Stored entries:
-------

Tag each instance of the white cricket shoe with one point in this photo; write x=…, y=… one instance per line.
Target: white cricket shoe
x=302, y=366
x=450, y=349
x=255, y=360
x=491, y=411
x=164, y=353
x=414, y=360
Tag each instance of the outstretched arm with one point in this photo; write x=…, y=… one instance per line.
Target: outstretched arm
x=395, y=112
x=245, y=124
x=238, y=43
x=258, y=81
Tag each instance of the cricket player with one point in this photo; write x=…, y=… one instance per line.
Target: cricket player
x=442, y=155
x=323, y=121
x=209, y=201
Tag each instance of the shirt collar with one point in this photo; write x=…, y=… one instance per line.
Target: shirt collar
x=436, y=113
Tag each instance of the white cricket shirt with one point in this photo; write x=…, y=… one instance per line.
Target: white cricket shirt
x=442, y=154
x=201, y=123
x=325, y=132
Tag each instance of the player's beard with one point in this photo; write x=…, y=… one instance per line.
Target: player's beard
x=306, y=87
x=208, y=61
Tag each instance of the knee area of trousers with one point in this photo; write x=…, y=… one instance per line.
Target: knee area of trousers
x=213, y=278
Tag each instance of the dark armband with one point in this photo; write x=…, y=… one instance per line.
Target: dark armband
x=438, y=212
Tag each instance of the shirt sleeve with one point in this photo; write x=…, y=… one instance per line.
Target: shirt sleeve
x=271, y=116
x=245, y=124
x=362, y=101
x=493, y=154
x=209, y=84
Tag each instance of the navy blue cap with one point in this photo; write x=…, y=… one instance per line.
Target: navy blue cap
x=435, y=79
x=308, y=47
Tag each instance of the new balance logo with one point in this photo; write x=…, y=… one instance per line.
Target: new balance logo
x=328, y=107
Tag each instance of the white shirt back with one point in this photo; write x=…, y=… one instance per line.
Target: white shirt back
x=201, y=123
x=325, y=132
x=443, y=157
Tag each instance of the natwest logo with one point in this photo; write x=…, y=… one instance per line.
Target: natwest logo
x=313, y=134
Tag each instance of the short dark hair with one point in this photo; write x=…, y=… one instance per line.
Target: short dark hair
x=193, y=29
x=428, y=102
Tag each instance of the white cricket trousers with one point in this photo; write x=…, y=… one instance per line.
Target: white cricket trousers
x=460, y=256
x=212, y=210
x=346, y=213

-------

Assigned task:
Output all entries again exactly; no line may be altered.

Solved problem:
Tag each instance of the white cricket shoe with one point in this photo; write x=…, y=… one instance per line.
Target: white cricket shoe
x=302, y=366
x=450, y=349
x=255, y=360
x=491, y=411
x=164, y=353
x=414, y=360
Tag each instance of the outstretched arm with one point in this photo; write x=…, y=… one instance per line.
Target: outstretched arm
x=395, y=112
x=245, y=124
x=238, y=43
x=258, y=81
Tag each instance of the cricket player with one point in this photo; write x=…, y=… one instance per line.
Target: cricket player
x=442, y=155
x=323, y=121
x=209, y=201
Tag each instance of the shirt collar with one point in this photo; write x=…, y=… one instance per line.
Target: shirt collar
x=436, y=113
Tag each instance of the white cricket shirt with one point in this photo; write x=…, y=… one instance per line.
Target: white cricket shirt
x=442, y=154
x=201, y=123
x=325, y=132
Tag each instance of the player's beard with one point in this photo; write x=…, y=… one instance per line.
Target: player's beard
x=306, y=87
x=208, y=61
Tag each instance of the knee area of trousers with one point in this photo; write x=…, y=… one instance per line.
Target: knee area of trousers
x=213, y=278
Tag each instance of the dark armband with one point in this photo; write x=…, y=… one instance per line.
Target: dark armband
x=438, y=212
Tag each instance of the shirt sleeve with one point in this photo; write x=…, y=… one instance per line.
Target: shirt sleeve
x=271, y=116
x=245, y=124
x=362, y=101
x=493, y=154
x=209, y=84
Tag each instance of the navy blue cap with one point in this photo; write x=…, y=… one instance per line.
Target: navy blue cap
x=435, y=79
x=308, y=47
Tag each instance of the new balance logo with one point in this photo; write x=…, y=… one instance per line.
Target: new balance logo
x=328, y=107
Tag each instance of the white shirt back with one point in this photo; write x=…, y=… one instance per line.
Target: white shirt back
x=201, y=123
x=325, y=132
x=443, y=157
Tag each instance of the natwest logo with one point in this photo; write x=…, y=… one instance per line.
Target: natwest logo
x=313, y=134
Tag each instance of the short dark hair with one point in this photo; write x=…, y=… one instance per line.
Target: short dark hair
x=193, y=29
x=428, y=102
Tag each instance of the white cricket trousers with one point in this photo; write x=…, y=… one instance per line.
Target: white cricket trousers
x=460, y=256
x=212, y=210
x=346, y=213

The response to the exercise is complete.